PAGE EXCERPT =
UK injects £89m to fight malaria, other diseases in Nigeria

Health minister Adewole Isaac
Health minister Adewole Isaac
The United Kingdom (UK) through the Department for International Development (DfID) has invested about £89 million in the fight against malaria and other mosquito-related diseases in the country. Executive Director, Malaria Consortium, Charles Nelson stated this at a seminar on Support to National Malaria Programme (SUNMAP) end of programme in the country.
Nelson told journalists that “in the past 8 years (2008-2016), UK DfID has invested over 89 million pounds to support the malaria programme, in Nigeria since the past eight years.”
SuNMap is being supported by the UK government under DfID, and has projects across 10 states of the federation.

HOW TO COMPLETE THIS TASK = Could you resume the news report on the UK's £89 million for fighting malaria in Nigeria, picking up after its last sentence?

GIVEN DATA =
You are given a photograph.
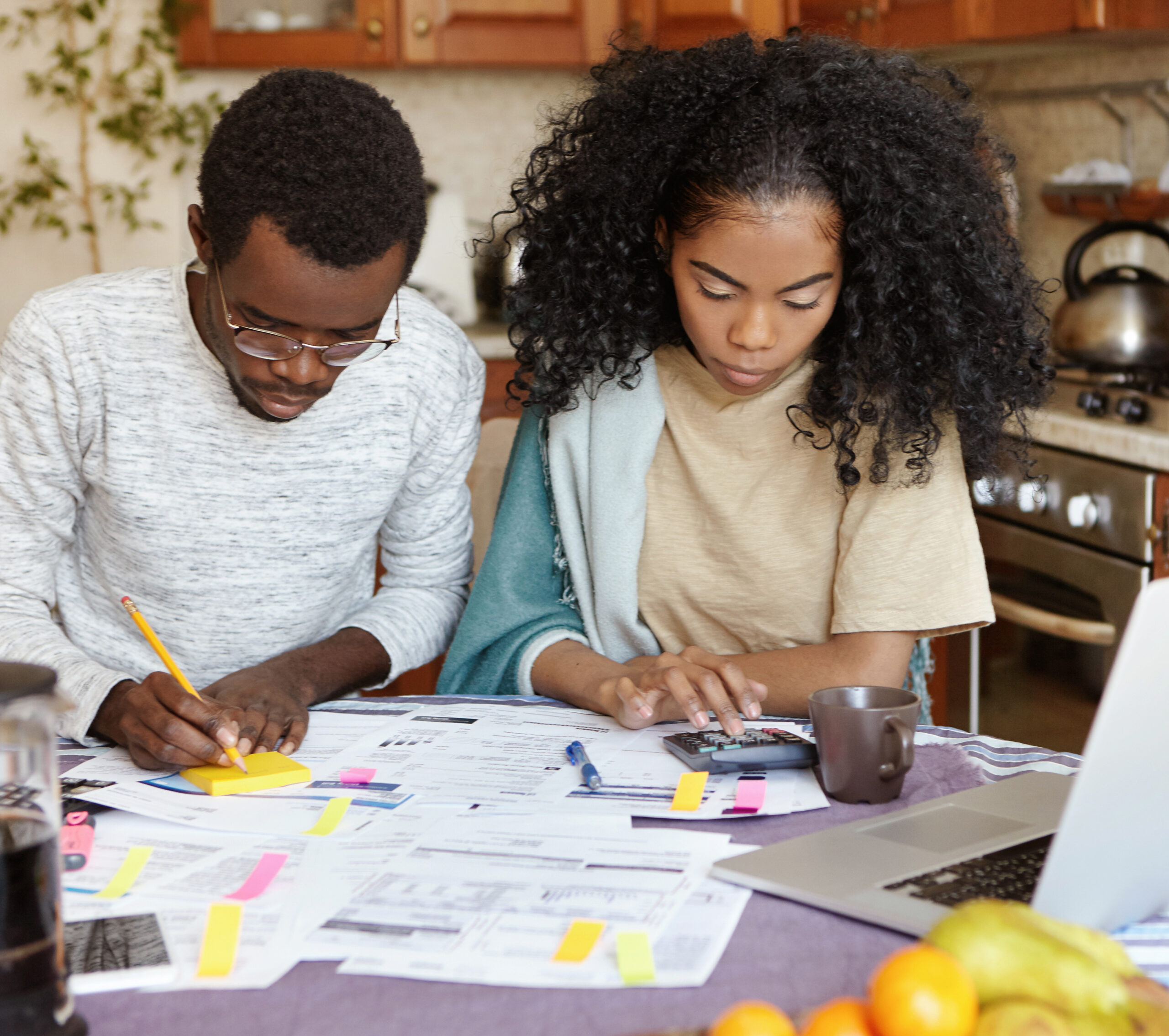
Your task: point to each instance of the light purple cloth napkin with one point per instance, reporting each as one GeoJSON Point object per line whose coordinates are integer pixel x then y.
{"type": "Point", "coordinates": [793, 956]}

RESULT FOR THIS TASK =
Also, National Coordinator, National Malaria Elimination Programme, Dr. Nnenna Ezeigwe said present low intake of scientific proven interventions by most Nigerians has been identified as the major factor militating against fast progress in the control of malaria in Nigeria. She explained that the purpose of the programme was to reach the general population, specifically the poorest and most vulnerable with evidence-based interventions that would help reduce mosquito-related diseases and the malaria burden.
Ezeigwe bemoaned the Nigerians are reluctant in adopting the strategies and intervention, which according to her, had greatly hampered the progress in malaria control. She further called on Nigerians to always make sure they sleep on treated insecticidal nets every night to avoid mosquito bite.
“Low uptake of interventions is one of our problems that is militating fast progress in the fight against malaria. Currently, in some states, we have embarked on interpersonal communication strategies in the grassroots where we get communication experts to interact with people within the communities to let them understand the need to take the interventions that have been proven to be working.
“Individuals should embark on environmental management. Individuals should keep their environment clean and clear all bodies of water in the general environment.
They should observe general hygiene and always sleep under the net every night,” she stressed.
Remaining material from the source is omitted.